--- TEXT BLOCK Enclosed Below ---
Friday, April 19, 2024

First Legal Same-Sex “Throuple” Marriage Celebrated in Colombia

If you think that the legalization of polyamorous marriage in the US is a distant reality, think again. In Colombia, where same-sex marriage was legalized just over one year ago, the first three-person single-sex marriage has already been legally recognized.

Hugo Prada, John Alejandro Rodriguez, and Manuel Jose Bermudez, the newly married “throuple,” say they would have entered into an even larger group marriage had their fourth partner not died from cancer.

Prada celebrated the legal recognition of his new marriage, the first of its kind in Colombia.

We wanted to validate our household . . . and our rights, because we had no solid legal basis establishing us as a family. This establishes us as a family, a polyamorous family. It is the first time in Colombia that has been done.

The path towards government recognition of this polyamorous gay marriage took off in 2001, when Colombia legalized polygamy. In 2011, Colombia made it legal for same-sex couples to enter into civil unions, and in 2016, Colombia legalized gay marriage by declaring that laws banning same-sex marriage were unconstitutional. Sound familiar?

Here in the US, the movement is going in reverse, but to the same ending point. Same-sex marriage was legalized in 2015, while legal recognition of polyamorous marriage is yet to come. As Colombia has realized, the two are fundamentally connected, because once marriage is redefined as anything besides a union of one man and one woman, there is little reason to confine marriage merely to two persons.

Acceptance of polyamory in the US has skyrocketed in the past decade. In 2006, a Gallup poll found that 5 percent of Americans thought polygamy was morally acceptable. Less than ten years later, by 2015, that number had more than tripled reaching 16 percent.
--- End of Enclosed TEXT BLOCK ---
--- MATERIAL SUPPLIED Enclosed Below ---
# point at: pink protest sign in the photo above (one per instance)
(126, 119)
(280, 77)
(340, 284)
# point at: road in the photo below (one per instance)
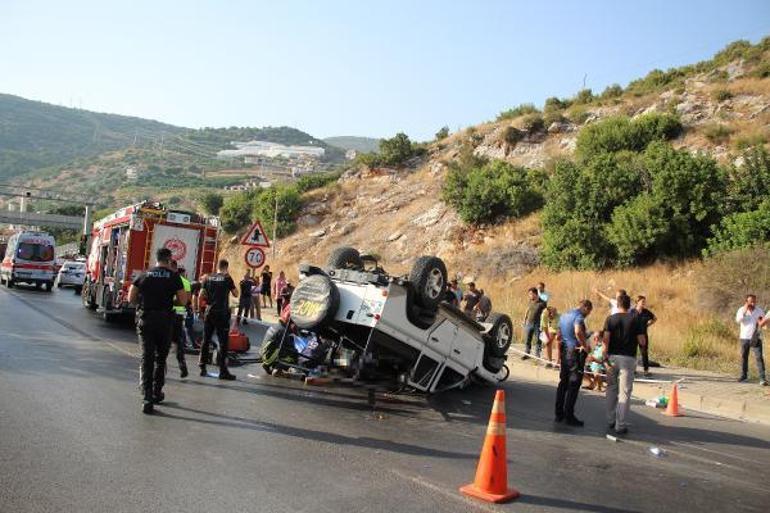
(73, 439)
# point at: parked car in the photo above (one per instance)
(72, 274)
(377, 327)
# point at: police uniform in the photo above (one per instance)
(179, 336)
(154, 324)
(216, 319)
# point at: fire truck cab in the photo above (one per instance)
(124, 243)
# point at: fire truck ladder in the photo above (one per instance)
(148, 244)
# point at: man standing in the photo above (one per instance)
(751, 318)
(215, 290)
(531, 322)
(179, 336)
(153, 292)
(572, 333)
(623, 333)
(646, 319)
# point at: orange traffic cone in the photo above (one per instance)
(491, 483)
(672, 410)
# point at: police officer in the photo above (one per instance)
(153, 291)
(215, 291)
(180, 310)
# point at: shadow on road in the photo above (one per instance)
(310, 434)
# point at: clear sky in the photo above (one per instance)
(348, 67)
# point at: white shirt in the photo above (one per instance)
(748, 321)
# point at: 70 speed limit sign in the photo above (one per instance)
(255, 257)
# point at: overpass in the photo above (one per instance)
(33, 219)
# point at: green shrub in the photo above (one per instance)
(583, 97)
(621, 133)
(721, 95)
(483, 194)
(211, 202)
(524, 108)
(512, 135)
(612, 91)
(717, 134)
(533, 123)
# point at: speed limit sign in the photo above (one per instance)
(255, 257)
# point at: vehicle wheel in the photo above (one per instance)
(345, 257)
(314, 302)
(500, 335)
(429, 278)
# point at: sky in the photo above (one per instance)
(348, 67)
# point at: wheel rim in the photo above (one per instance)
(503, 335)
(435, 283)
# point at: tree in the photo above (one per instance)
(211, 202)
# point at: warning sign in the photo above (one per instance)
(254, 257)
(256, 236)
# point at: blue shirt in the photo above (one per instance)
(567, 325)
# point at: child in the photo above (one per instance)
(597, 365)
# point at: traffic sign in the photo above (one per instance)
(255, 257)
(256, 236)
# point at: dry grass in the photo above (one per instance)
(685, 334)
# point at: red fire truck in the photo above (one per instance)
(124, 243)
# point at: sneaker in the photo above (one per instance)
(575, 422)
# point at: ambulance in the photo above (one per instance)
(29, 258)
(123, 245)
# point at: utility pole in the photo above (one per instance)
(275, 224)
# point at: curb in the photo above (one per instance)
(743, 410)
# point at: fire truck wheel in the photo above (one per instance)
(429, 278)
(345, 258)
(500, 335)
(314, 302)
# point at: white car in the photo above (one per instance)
--- End of Enclosed MATERIAL SUPPLIED ---
--- MATERIAL SUPPLIED Enclosed Below ---
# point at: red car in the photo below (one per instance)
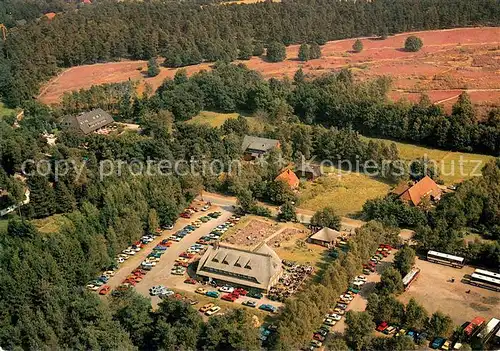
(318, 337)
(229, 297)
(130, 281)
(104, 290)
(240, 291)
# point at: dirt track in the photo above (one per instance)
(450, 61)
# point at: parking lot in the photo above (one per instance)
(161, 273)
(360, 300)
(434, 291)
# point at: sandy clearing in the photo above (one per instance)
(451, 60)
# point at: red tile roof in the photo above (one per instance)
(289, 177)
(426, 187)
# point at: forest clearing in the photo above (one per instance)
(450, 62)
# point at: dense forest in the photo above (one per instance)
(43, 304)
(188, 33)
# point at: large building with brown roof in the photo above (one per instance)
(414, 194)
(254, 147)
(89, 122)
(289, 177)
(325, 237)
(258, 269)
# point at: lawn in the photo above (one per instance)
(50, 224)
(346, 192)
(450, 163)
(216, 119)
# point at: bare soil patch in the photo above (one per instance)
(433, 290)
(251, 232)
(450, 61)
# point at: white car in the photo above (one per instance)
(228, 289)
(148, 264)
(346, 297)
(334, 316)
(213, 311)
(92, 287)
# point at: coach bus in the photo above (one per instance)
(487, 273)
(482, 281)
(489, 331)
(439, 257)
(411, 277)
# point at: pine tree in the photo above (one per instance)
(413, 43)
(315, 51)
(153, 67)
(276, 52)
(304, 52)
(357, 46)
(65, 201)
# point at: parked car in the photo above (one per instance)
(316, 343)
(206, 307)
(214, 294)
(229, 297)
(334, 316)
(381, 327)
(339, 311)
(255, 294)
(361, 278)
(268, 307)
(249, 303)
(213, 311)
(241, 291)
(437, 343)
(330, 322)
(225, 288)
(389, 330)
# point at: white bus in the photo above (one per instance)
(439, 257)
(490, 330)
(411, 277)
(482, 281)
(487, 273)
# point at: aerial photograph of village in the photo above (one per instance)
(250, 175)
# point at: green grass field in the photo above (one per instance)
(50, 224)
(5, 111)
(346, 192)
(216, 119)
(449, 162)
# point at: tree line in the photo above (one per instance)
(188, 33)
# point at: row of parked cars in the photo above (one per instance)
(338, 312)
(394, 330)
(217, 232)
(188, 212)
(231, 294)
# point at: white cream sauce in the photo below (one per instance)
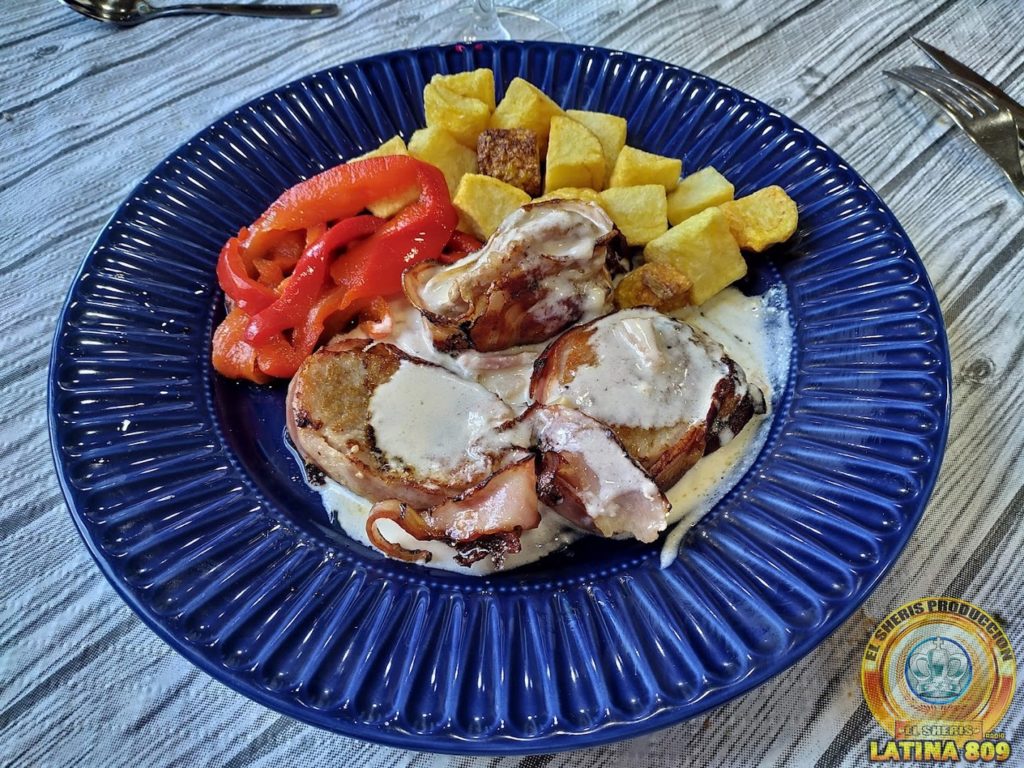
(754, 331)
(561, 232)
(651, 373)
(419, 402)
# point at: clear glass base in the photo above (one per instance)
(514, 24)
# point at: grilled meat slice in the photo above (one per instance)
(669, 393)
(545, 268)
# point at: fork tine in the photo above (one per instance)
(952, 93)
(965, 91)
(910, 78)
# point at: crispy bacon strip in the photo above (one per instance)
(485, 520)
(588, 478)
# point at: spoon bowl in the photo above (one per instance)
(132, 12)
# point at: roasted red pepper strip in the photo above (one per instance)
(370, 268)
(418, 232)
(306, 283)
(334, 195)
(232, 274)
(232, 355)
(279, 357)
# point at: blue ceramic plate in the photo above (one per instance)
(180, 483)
--- End of Enclosed MATERIAL SUPPLIED ---
--- MATERIAL SUPPLIED Enclosed Below ---
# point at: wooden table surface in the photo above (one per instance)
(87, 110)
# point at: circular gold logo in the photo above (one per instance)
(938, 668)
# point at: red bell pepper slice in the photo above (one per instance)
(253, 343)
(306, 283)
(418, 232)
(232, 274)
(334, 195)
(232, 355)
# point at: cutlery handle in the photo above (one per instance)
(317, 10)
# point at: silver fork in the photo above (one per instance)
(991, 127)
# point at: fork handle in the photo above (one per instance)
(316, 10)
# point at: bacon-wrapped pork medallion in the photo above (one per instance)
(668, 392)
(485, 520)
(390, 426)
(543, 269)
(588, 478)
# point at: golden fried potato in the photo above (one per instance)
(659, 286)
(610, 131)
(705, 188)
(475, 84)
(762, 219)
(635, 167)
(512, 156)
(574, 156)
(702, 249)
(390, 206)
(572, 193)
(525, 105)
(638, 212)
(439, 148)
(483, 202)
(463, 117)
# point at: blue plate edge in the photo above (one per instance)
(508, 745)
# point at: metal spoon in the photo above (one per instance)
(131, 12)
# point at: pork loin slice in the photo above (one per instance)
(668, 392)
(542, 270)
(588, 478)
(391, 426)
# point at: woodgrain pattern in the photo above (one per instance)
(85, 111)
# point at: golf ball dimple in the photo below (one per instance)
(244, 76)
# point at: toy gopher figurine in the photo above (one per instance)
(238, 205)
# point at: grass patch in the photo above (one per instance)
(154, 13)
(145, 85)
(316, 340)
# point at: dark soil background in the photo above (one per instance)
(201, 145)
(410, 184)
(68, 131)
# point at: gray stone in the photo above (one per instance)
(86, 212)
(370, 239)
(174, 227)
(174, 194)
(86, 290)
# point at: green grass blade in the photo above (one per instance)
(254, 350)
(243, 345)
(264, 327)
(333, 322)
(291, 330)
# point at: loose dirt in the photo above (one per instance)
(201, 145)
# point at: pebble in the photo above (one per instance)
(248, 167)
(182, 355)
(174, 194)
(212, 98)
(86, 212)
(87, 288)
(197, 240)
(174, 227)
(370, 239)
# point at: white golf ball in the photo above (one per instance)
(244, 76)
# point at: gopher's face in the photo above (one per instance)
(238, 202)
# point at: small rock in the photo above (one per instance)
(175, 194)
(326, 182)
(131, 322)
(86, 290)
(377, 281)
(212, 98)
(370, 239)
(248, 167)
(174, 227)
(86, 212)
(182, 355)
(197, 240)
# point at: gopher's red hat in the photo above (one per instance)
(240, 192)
--- End of Enclosed MATERIAL SUPPLIED ---
• WORK TO BE COMPLETED: Decide whether each statement agrees with the article on the Colombian throuple marriage, answering yes or no and quoting the deciding words of the article: (a) Colombia legalized gay marriage in 2016; (b) the throuple's fourth partner died from cancer; (c) the 2006 Gallup poll found that 16 percent of Americans thought polygamy was morally acceptable.

• RESULT OF THE TASK:
(a) Yes: "in 2016, Colombia legalized gay marriage by declaring that laws banning same-sex marriage were unconstitutional"
(b) Yes: "had their fourth partner not died from cancer"
(c) No: "In 2006, a Gallup poll found that 5 percent of Americans thought polygamy was morally acceptable"